-- Stored items from a collection --

* * * * *

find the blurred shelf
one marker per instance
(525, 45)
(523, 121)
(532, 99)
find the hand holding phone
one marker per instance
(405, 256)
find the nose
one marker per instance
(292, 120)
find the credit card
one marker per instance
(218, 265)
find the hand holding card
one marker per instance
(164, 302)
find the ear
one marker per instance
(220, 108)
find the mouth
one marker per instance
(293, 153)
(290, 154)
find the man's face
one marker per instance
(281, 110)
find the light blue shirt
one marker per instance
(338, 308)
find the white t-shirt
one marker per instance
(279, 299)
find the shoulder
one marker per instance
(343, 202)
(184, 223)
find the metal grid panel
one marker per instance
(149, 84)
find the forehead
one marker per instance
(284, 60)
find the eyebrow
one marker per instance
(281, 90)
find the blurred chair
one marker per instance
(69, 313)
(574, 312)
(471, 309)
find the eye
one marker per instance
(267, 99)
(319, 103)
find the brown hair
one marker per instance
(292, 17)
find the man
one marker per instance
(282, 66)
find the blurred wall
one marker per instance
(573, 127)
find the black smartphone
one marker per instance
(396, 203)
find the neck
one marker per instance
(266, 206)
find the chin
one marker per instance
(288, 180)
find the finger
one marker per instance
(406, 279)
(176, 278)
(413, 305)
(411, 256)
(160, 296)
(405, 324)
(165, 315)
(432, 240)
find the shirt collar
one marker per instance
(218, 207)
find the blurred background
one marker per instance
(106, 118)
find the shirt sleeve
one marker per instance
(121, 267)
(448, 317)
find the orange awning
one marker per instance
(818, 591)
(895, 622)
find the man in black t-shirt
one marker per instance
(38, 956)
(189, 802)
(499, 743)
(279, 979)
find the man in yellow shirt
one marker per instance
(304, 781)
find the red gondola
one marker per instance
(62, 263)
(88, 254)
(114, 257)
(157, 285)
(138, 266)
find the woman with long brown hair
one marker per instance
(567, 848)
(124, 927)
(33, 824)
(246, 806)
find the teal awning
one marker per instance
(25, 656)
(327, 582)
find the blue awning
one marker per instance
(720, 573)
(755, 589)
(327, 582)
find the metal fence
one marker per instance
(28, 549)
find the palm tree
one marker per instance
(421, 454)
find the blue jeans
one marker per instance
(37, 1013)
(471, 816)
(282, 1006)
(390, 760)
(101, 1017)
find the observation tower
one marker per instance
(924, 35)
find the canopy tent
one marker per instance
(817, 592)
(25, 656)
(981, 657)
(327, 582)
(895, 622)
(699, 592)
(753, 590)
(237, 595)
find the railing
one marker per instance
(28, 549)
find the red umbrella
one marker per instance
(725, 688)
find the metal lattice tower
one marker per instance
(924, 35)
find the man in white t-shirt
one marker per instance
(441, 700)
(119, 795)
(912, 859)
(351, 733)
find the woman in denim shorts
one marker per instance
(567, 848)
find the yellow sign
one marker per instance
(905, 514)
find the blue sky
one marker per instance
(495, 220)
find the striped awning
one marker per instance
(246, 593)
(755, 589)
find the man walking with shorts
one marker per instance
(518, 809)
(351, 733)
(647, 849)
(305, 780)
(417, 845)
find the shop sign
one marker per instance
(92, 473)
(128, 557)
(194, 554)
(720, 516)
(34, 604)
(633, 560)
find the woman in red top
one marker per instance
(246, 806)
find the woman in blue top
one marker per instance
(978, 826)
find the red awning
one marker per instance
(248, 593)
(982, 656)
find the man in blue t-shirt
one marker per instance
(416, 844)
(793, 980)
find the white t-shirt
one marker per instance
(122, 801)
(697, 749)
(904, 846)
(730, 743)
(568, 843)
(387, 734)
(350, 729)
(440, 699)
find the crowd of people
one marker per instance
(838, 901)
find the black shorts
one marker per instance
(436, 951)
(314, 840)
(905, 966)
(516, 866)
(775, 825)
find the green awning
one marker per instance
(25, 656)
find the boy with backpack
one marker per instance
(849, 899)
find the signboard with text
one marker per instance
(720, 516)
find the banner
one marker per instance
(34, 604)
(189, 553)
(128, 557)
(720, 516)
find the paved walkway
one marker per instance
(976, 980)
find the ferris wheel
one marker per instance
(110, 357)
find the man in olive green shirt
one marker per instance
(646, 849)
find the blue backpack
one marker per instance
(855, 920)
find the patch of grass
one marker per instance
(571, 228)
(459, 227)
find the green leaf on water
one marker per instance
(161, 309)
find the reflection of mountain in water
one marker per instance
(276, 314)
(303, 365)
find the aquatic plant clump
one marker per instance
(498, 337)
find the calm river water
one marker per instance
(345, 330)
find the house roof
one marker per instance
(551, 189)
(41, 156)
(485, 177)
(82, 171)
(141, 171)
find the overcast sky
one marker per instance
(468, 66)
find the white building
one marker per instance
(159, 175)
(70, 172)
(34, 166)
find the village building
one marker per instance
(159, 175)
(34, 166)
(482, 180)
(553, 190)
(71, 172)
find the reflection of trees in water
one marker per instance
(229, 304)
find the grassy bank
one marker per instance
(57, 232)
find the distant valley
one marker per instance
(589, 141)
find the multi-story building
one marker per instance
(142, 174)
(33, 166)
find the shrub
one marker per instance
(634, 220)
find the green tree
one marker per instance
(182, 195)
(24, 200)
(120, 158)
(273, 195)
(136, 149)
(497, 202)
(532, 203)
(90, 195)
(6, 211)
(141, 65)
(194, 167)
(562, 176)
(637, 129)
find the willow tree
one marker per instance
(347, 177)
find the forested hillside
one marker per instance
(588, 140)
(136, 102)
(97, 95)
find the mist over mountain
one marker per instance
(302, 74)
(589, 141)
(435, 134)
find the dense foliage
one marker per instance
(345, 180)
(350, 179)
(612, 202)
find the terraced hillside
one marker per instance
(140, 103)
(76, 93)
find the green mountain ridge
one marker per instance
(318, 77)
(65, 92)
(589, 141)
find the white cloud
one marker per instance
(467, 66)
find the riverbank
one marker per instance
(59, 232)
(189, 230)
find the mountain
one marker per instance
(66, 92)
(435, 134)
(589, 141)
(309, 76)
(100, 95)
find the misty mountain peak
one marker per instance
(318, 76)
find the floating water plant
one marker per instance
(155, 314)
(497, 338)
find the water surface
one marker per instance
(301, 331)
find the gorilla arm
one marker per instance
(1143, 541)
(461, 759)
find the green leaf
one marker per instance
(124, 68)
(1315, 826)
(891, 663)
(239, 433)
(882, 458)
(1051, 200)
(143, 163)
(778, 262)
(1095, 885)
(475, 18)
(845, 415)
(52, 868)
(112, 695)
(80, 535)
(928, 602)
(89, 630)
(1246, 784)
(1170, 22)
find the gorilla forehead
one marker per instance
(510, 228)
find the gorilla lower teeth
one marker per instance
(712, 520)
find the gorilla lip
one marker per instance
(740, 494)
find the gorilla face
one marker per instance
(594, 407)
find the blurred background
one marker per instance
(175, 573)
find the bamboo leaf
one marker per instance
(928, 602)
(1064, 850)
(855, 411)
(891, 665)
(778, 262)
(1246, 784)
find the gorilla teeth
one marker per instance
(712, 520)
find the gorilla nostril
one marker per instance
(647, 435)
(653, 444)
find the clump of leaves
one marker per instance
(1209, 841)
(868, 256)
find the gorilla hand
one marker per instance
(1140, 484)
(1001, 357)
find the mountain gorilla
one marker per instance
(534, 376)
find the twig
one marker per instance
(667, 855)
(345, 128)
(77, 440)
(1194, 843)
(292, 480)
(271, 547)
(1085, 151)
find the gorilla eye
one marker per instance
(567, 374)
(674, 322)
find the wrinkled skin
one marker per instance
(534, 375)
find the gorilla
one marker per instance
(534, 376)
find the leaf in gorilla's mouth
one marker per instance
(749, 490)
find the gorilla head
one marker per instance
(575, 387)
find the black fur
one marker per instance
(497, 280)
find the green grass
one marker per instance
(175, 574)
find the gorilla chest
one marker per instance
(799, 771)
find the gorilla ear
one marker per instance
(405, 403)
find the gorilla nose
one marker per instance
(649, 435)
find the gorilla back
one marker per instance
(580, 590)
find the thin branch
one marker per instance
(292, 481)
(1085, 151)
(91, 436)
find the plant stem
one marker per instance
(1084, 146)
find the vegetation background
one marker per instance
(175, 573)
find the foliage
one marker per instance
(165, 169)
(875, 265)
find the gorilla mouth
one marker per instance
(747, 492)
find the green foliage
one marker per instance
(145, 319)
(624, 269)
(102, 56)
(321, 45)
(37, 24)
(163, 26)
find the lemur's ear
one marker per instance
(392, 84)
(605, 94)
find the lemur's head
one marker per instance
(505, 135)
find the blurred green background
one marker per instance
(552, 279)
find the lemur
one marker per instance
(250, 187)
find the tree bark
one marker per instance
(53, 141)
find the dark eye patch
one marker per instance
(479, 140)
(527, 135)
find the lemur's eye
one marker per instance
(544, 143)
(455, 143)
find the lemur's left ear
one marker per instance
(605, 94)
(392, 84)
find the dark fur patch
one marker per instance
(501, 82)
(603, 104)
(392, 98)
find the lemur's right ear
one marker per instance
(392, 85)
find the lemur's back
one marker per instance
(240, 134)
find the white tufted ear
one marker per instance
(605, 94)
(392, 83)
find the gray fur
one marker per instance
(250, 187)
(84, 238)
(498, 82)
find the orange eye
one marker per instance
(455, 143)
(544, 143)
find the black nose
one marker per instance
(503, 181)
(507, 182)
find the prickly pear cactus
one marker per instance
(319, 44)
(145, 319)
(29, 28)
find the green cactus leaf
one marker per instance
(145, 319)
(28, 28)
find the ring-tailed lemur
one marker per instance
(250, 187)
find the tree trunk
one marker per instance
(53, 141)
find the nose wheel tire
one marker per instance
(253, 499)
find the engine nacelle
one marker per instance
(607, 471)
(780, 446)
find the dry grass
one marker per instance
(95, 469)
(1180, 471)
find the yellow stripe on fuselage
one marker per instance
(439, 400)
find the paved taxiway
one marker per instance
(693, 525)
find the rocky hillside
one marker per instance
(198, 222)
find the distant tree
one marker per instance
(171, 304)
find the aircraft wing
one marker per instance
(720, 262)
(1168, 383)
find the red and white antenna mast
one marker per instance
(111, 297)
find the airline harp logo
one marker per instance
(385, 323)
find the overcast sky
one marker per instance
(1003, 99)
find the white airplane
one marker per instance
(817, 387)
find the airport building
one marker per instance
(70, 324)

* * * * *

-- JOB --
Take the line with "find the orange eye" and all lines after it to the last line, and reproduce them exactly.

-- RESPONSE TO THIS EXERCISE --
find the orange eye
one marker per instance
(455, 143)
(544, 143)
find the black nose
one marker per instance
(503, 181)
(507, 182)
find the prickly pear cactus
one marker per instance
(319, 44)
(145, 319)
(29, 28)
find the green cactus leaf
one marker per instance
(145, 319)
(28, 28)
find the ring-tailed lemur
one marker per instance
(250, 187)
find the tree trunk
one marker per instance
(53, 141)
find the nose wheel tire
one marker per instance
(253, 499)
find the engine nacelle
one marker per instance
(607, 471)
(780, 446)
find the dry grass
one marker per instance
(95, 469)
(1180, 471)
find the yellow stripe on fuselage
one marker per instance
(439, 400)
find the paved taxiway
one marker per instance
(693, 525)
find the rocky hillside
one marker per instance
(198, 222)
find the distant tree
one marker per instance
(171, 304)
find the aircraft wing
one marker per instance
(720, 262)
(1168, 383)
find the red and white antenna mast
one marker per instance
(111, 297)
find the airline harp logo
one marker per instance
(385, 323)
find the overcast sky
one marker per instance
(1003, 99)
find the white airplane
one marker per instance
(817, 387)
find the airport building
one marker per instance
(70, 324)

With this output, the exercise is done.